# Are Ariats worth it?



## DraftyAiresMum (Jun 1, 2011)

Just as a thought on buying half chaps...check out eBay. I got a nice pair of mesh half chaps on eBay a while back for right around $20. My friend got a pair of suede half chaps for about the same price. And that included shipping.

As far as Ariats, I've found that you get what you pay for. Think about it this way...if you do go back and get the cheaper boots instead and you do have to replace them in a year, do you think you'll have the money to replace them then?


----------



## Golden Horse (Feb 20, 2010)

I love Ariat stuff, and it's all held up well:thumbsup:

I'm having trouble though working out how half chaps will stop your stirrup buckles digging in?? What sort of tack are you using?


----------



## Daisy25 (May 29, 2011)

Short answer?

YES!

OTOH - if you can't afford them right now....no point in over-extending yourself. There are other boots that will be perfectly fine to use. I had a pair of "non-Ariats" last for several years...and while not as luxurious as Ariats, they were comfortable and fine for riding.

Buy what you can afford. You can always upgrade later...


----------



## Endiku (Dec 6, 2010)

Exactly what DraftyAriesMom said. You get what you pay for.

I, also bought a pair of Ariats Heritage Boots for the same reasons. They were cute, good looking, and comfortable. I got the zip-ups. I immediately started using them, and for a little while they were ok; but about three months into them, the toe started seperating from the platform. I duct-taped it, not having enough money to buy more- but within two more months, they were unusable not only because of the toe, but because the seam on top came undone, getting my socks wet whenever I encountered water. Same thing happened to a friend of mine, who only had hers for a month before they started to break.

— Work to be completed —
Continue the forum thread on whether Ariat riding boots are worth the price, starting after its last sentence.

— Entries supplied —
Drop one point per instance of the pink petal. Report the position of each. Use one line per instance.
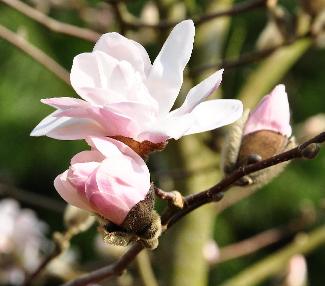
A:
(272, 113)
(92, 70)
(117, 150)
(87, 156)
(123, 49)
(64, 102)
(200, 92)
(166, 76)
(166, 128)
(213, 114)
(69, 193)
(79, 173)
(66, 128)
(112, 123)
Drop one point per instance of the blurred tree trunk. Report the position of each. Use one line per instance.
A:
(189, 267)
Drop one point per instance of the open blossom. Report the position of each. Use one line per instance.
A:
(22, 241)
(272, 113)
(108, 180)
(123, 94)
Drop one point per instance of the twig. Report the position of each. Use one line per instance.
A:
(55, 253)
(234, 10)
(248, 57)
(31, 198)
(145, 269)
(192, 202)
(111, 270)
(35, 53)
(52, 24)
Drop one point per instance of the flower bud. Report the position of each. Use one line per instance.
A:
(113, 182)
(77, 219)
(264, 134)
(313, 7)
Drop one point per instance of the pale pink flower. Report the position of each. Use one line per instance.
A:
(297, 271)
(123, 94)
(107, 180)
(22, 241)
(272, 113)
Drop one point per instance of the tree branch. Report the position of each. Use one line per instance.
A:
(236, 9)
(192, 202)
(35, 53)
(248, 58)
(52, 24)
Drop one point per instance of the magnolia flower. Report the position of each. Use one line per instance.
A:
(108, 180)
(22, 240)
(123, 94)
(297, 271)
(272, 113)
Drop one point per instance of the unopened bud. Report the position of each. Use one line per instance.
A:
(264, 134)
(78, 219)
(313, 7)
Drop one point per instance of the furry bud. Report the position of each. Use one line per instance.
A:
(261, 135)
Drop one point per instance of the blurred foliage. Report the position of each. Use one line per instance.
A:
(32, 163)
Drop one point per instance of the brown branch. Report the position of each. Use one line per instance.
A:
(35, 53)
(236, 9)
(248, 58)
(52, 24)
(192, 202)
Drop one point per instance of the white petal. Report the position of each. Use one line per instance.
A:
(67, 128)
(169, 127)
(91, 70)
(212, 114)
(123, 49)
(166, 76)
(200, 92)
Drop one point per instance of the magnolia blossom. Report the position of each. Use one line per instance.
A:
(22, 240)
(124, 94)
(108, 180)
(272, 113)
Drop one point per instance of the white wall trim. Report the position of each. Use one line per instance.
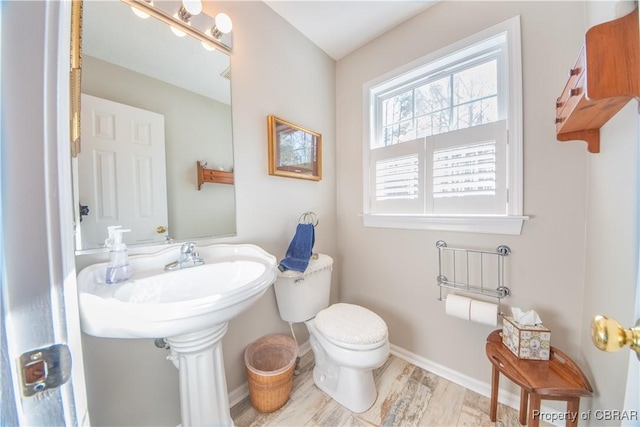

— Written response —
They're flexible and comfty, but their quality is horrid. I won't ever buy another pair.


----------



## Golden Horse (Feb 20, 2010)

I hope you sent them back Endiku, I would not expect that to happen with Ariats


----------



## Spirit11 (Apr 18, 2011)

I read 5 reviews online that sais the same thing and the toe seperating which is what make me nervous :-| I'm really really rough on my boots.


I ride Aussie (sorry for not know correct terms on saddle parts) the part where you can legthen the stirrups is right by my ankle/calf, the part that covers the buckles is sorta thin, so after riding for a bit the buckles start to dig into my calf. Also if I wear short boots the top of the boot catches on the bottom of the side flaps on the saddle.


----------



## Poseidon (Oct 1, 2010)

I have Ariat Heritage boots (the western ones). I love them. I've had them for over two years and they're the only boot that fit my feet well. So incredibly comfortable. I abuse mine so much, I'm surprised they still look brand new after being cleaned and oiled (need to do that soon, actually). The only thing I've done to mine is rip one in half. I was trotting pretty quickly next to a fence, where a bolt was sticking out. It caught the loop at the top and ripped the boot's entire side off. It got it sewn back on at the local leather shop and it's good as new. 

However, I wouldn't blame the boot for that because I'm pretty sure any boot would have ripped. I'm actually glad it did or I could have basically been clotheslined by the foot.


----------



## DraftyAiresMum (Jun 1, 2011)

I have the same type of leathers on my aussie saddle and my buckle is on the inside, not the outside, so it doesn't touch my leg. I still ride in half chaps, though, because I find them more comfortable and give me better grip, regardless of which type of saddle I'm riding in (western or aussie).


----------



## Spirit11 (Apr 18, 2011)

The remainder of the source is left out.